• PAGE TEXT:
= Beginning of Section =
Although the documentary evidence does not indicate when the Board's order was carried out, the physical evidence suggests that 93 George Street was demolished and rebuilt as a two-storey with cellar shop, and that 91 George Street was substantially rebuilt at the same time, shortly after the Board's order in 1890. As both buildings were under one ownership, and both buildings were leased to Tooth & Co, it is likely that the rebuilding of the pair was carried out in a single event, resulting in the shared decorative features evident in early 20th century photographs of the buildings, including the garland decoration to the parapets. It appears that the upper floors of 91 George Street were extended toward the west and built over Greenway Lane during this substantial rebuilding.

The Sands Directory contains no listing for either building in 1891, possibly as both buildings were under construction at the time. When listed again in 1892, the ASN Hotel was under a new licensee, R. B. Goof, and 93 George Street housed O'Neill & Co, outfitters. O'Neill & Co remained in the building until 1907, when it became refreshment rooms. The ASN Hotel continued to operate as a hotel tied to Tooth & Co, under a number of different sub-leases, for most of the 20th century.
= End of Section =
• PROBLEMS TO WORK ON:
A - Transcribe everything in the George Street passage from "Although the documentary" down to "this substantial rebuilding.".
B - According to the George Street passage, why is it likely that 91 and 93 George Street were rebuilt in a single event?
C - Write the next part of the George Street passage, beginning after its final sentence.

• DATA EXCERPTS:
= Beginning of Section =
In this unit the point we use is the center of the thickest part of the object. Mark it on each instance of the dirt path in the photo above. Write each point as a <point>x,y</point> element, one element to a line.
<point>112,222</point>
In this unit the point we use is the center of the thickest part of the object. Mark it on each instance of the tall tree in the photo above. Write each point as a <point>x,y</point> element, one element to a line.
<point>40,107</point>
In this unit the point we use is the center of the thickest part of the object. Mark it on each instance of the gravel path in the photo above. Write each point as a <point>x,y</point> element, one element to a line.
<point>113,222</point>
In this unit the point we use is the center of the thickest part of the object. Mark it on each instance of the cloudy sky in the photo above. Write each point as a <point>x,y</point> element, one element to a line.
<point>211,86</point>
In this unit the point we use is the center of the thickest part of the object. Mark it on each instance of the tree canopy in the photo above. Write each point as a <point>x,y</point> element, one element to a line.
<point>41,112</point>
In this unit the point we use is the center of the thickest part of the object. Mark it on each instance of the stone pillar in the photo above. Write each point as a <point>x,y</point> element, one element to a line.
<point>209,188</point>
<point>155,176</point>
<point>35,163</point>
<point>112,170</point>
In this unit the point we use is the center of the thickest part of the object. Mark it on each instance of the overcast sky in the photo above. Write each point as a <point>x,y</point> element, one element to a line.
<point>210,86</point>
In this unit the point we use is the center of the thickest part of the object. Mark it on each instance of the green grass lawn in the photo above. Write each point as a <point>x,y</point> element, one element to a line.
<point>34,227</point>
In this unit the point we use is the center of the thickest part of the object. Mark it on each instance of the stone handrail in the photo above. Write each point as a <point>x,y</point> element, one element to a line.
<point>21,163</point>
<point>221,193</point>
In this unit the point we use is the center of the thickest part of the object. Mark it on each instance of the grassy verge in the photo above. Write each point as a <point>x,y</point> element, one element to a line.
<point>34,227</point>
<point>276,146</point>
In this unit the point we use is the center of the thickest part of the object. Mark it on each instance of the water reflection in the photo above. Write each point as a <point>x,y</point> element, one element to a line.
= End of Section =
• TASK-BY-TASK ANSWERS:
A -
Although the documentary evidence does not indicate when the Board's order was carried out, the physical evidence suggests that 93 George Street was demolished and rebuilt as a two-storey with cellar shop, and that 91 George Street was substantially rebuilt at the same time, shortly after the Board's order in 1890. As both buildings were under one ownership, and both buildings were leased to Tooth & Co, it is likely that the rebuilding of the pair was carried out in a single event, resulting in the shared decorative features evident in early 20th century photographs of the buildings, including the garland decoration to the parapets. It appears that the upper floors of 91 George Street were extended toward the west and built over Greenway Lane during this substantial rebuilding.

B - Both buildings were under one ownership and both were leased to Tooth & Co. A single rebuilding would account for the shared decorative features, such as the garland decoration on the parapets, seen in early 20th-century photographs.

C -
===Resumption by the NSW Government===
Following the outbreak of bubonic plague in Sydney's waterfront areas in 1900, the property was turned over to the Crown as part of the resumption of the entire Rocks area. Following this resumption, the Maritime Services Board administered leases of 91 and 93 George Street until 12 January 1970, when ownership was taken over by the Sydney Cove Redevelopment Authority.

Alterations to the hotel building at 93 George Street took place in 1912, 1922, and in 1928-9. During the latter 20th century, the Licensing Court and Police issued several notices to carry out repairs to the ASN Hotel. The hotel continued to accommodate a varying number of lodgers during this time. A 1955 internal Tooth & Co. report gives an understanding of the character of the Hotel and its lodgers:
'The Hotel is exceedingly old, the area is on the waterfront, and the lodgers are working men, and it is hard under these conditions to keep the rate of depreciation down the walls should be oiled in lieu of water painted or papered, so that they could be washed down.'

By the 1970s, the ASN Hotel was trading poorly in comparison to other hotels in The Rocks under Tooth & Co supervision. A 1974 report stated that the ASN Hotel sold "10 kilderkins [5 barrels] and 20 dozens of packaged beer" per week, while the other four Tooth's hotels in The Rocks (Fortune of War Hotel, Mercantile Hotel, Australian Hotel, and Glenmore Hotel) averaged 60 kilderkins (30 barrels) and 115 dozens of packaged beer on a weekly basis. In 1976, Tooth's terminated its head lease with the Sydney Cove Redevelopment Authority and hotelkeepers began to lease their premises directly from the Authority.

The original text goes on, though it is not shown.